WHAT IS ASKED - Start at the line that contains "Can you please pinpoint where the balcony" and stop after the line that contains "[[1, 40, 71, 48]]". Give only those lines again, requests included, multiplying every bounding-box coordinate in the answers by 1.45 and rounding to whole numbers with halves rounded up, while the numbers in the requests and their format samples stay unchanged.

Start of ENTRIES SUPPLIED

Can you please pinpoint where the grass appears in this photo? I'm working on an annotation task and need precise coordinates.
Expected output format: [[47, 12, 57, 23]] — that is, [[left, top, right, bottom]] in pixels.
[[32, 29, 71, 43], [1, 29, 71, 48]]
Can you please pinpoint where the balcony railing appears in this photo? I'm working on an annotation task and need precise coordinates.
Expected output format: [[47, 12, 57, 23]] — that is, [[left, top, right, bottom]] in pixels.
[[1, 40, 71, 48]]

End of ENTRIES SUPPLIED
Start of ENTRIES SUPPLIED

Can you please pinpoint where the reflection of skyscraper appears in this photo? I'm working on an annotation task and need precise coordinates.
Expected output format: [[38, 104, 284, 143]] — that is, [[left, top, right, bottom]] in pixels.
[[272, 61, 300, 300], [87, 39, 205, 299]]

End of ENTRIES SUPPLIED

CORRECT OUTPUT -
Can you please pinpoint where the balcony railing appears in this photo? I'm working on an annotation task and need precise coordinates.
Expected output format: [[47, 12, 57, 23]] — that is, [[left, top, right, bottom]] in pixels.
[[1, 58, 103, 70]]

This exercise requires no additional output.